*HOW TO COMPLETE THIS TASK*:
Leave out the pictures and set down exactly the lines from the start of the listing through the one with "Q: innermost point of each instance of the white advertising", both included.

==================================================

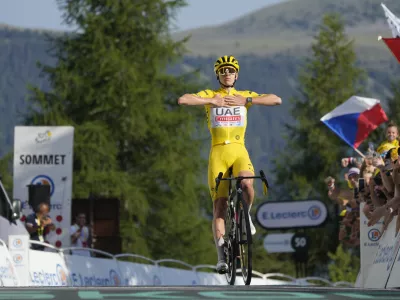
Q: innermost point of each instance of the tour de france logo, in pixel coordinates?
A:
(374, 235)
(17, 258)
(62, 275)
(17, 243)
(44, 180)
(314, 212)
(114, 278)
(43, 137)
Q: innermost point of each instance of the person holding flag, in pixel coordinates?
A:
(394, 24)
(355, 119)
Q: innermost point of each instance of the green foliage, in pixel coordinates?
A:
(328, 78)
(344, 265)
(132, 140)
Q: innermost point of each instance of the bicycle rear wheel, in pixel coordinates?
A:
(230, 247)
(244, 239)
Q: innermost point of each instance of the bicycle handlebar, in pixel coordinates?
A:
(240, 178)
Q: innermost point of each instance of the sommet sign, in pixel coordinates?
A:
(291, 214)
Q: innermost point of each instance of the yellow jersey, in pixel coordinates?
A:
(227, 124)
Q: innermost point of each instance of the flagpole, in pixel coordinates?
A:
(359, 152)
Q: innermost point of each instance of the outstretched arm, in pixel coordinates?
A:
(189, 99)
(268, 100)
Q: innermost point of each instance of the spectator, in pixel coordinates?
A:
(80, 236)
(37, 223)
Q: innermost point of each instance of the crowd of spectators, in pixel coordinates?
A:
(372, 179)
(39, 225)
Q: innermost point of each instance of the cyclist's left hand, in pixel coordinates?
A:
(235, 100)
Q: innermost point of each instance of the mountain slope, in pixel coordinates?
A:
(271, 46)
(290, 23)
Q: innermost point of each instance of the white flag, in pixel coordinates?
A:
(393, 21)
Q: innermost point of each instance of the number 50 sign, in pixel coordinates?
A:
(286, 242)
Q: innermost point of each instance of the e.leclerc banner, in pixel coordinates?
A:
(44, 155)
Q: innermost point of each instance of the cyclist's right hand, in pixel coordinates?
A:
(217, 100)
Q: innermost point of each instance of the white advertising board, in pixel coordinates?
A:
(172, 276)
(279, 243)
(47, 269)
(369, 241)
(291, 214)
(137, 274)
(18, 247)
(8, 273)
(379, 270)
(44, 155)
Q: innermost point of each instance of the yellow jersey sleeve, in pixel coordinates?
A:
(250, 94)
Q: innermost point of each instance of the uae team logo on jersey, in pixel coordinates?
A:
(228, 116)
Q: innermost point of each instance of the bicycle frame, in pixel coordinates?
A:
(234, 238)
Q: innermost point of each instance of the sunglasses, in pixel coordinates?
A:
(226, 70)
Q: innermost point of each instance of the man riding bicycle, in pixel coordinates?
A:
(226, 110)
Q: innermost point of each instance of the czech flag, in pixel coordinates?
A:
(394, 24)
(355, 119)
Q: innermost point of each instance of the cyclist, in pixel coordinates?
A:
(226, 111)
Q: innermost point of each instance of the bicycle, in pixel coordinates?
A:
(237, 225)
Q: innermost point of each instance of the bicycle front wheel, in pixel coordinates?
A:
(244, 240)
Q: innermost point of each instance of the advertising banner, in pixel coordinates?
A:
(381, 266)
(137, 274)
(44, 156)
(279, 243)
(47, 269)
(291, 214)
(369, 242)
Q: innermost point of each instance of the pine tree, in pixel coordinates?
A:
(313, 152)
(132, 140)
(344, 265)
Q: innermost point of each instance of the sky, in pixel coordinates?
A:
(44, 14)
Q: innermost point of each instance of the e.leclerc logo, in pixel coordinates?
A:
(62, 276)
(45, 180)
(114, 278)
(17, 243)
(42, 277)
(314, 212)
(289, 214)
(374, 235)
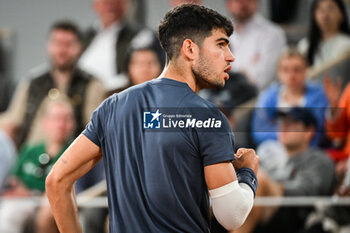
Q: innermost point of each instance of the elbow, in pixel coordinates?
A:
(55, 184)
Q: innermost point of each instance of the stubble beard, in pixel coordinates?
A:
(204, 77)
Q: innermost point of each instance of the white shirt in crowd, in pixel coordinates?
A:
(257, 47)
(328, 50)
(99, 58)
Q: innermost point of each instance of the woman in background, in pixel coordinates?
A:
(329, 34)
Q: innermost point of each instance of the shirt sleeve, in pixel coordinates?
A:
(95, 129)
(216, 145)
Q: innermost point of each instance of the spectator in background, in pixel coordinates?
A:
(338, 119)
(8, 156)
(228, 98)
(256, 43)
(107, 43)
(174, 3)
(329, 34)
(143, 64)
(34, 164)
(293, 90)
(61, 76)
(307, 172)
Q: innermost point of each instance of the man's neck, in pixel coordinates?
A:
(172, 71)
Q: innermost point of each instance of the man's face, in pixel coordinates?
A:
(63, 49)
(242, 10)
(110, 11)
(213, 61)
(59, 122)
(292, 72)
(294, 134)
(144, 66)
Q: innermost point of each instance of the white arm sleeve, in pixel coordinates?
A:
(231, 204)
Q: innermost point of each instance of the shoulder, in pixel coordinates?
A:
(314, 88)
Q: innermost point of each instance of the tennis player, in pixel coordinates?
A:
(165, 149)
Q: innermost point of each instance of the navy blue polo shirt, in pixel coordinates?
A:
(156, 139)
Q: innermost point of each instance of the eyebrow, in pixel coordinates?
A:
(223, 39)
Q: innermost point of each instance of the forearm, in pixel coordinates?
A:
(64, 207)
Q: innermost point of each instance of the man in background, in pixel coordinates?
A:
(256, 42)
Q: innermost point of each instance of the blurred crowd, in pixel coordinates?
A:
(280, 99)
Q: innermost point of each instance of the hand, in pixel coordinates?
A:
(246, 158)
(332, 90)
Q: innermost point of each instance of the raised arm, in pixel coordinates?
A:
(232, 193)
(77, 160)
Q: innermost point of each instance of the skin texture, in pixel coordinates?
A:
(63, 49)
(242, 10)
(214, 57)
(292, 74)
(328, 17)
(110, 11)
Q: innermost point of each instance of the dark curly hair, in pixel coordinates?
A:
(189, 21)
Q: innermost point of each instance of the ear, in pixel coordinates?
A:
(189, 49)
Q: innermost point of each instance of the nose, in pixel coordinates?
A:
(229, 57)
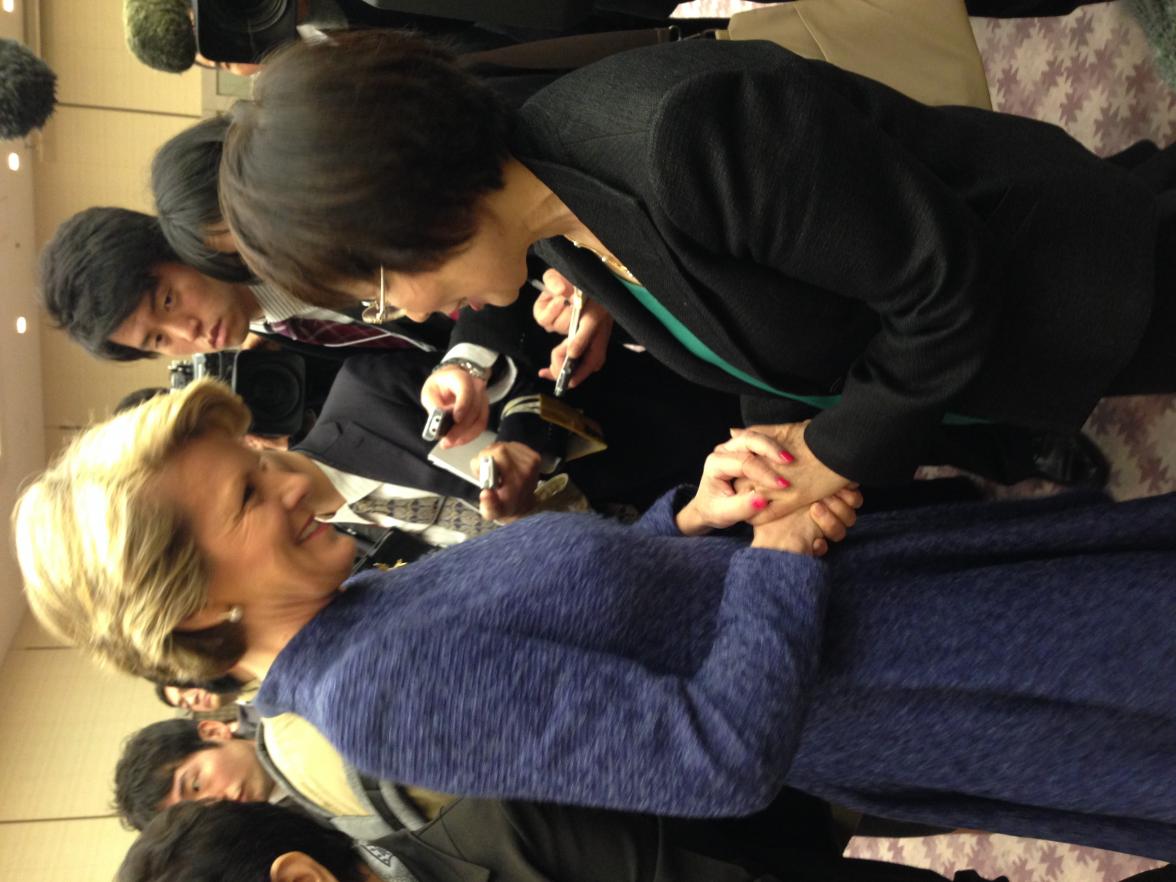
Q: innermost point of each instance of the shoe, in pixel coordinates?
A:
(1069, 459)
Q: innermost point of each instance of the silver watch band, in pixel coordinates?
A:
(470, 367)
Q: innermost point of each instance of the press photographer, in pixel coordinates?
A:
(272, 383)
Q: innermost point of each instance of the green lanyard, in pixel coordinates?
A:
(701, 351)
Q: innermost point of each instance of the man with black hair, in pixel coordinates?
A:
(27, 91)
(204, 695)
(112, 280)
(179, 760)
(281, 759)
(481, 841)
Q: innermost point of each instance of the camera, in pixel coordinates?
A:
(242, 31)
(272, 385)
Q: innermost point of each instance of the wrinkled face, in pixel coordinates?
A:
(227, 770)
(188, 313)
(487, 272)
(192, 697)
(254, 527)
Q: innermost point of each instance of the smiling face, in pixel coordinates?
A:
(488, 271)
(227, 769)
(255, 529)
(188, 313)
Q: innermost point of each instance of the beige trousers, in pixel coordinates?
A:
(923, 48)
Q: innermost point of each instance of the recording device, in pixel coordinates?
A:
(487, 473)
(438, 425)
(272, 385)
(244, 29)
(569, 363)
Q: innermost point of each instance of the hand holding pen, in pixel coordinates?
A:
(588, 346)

==================================================

*SOLUTION TO THIS TASK*:
Q: innermost point of each instance of the tour de france logo, in pixel coordinates?
A:
(374, 235)
(17, 258)
(62, 275)
(17, 243)
(44, 180)
(314, 212)
(114, 278)
(43, 137)
Q: innermost point of each instance of the person holding flag, in pixel coordinates?
A:
(394, 24)
(355, 119)
Q: innermost point of each instance of the green foliage, in pixel coordinates?
A:
(328, 78)
(344, 265)
(132, 140)
Q: innermost point of each instance of the bicycle rear wheel, in pixel coordinates?
A:
(230, 247)
(244, 239)
Q: innermost point of each instance of the bicycle handlebar, in pixel coordinates?
A:
(240, 178)
Q: innermost point of each instance of the sommet sign, in pixel coordinates?
A:
(291, 214)
Q: innermost point of each instance of the yellow jersey, in pixel coordinates?
A:
(227, 124)
Q: innermost point of each instance of the flagpole, in pixel coordinates?
A:
(359, 152)
Q: innermost point of each instance of the outstretched arm, in pixel coordinates?
A:
(189, 99)
(268, 100)
Q: innermost point of each instance of the spectator, in pixel coordinates?
A:
(80, 236)
(37, 223)
Q: innermost point of each instance of the crowd of spectators, in pixel coordinates?
A:
(372, 179)
(39, 225)
Q: innermost point of each instance of the cyclist's left hand, in pixel coordinates?
A:
(235, 100)
Q: innermost point of each instance of the mountain slope, in pixel coordinates?
A:
(271, 46)
(290, 23)
Q: innermost point of each instance of the white flag, in pixel coordinates?
A:
(393, 21)
Q: innermost point of each instance of the number 50 sign, in pixel coordinates?
A:
(286, 242)
Q: innermost point of each instance of the e.leclerc banner, in pixel coordinates?
A:
(44, 155)
Q: innermost point of each instance of the cyclist's right hand, in pixel coordinates?
A:
(217, 100)
Q: innermost point of each instance of the white advertising board, in pixel coordinates?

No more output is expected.